Aim of the exercise: Count the rows below that contain the word "green", and give only that number.

Dataset extract:
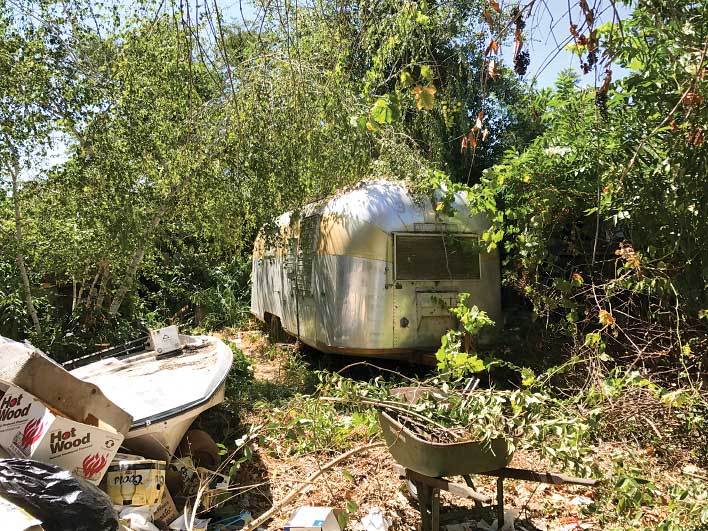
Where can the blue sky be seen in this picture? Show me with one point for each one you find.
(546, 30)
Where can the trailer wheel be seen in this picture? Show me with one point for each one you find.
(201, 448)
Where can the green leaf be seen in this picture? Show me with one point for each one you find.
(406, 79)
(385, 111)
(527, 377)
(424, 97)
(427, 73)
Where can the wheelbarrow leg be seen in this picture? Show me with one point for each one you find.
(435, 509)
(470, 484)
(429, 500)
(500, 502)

--

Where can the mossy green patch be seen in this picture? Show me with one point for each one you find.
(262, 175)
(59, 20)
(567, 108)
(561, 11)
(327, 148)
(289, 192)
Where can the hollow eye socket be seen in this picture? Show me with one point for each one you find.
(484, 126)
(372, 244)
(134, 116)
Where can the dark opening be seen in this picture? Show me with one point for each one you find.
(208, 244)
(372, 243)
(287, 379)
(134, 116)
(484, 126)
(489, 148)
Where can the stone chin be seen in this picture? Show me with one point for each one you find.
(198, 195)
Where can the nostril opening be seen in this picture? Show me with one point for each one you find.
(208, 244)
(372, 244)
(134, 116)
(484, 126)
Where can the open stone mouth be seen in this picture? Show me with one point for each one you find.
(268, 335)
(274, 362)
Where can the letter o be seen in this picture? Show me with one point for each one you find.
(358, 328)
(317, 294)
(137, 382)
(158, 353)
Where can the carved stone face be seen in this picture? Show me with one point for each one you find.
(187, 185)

Result below: 2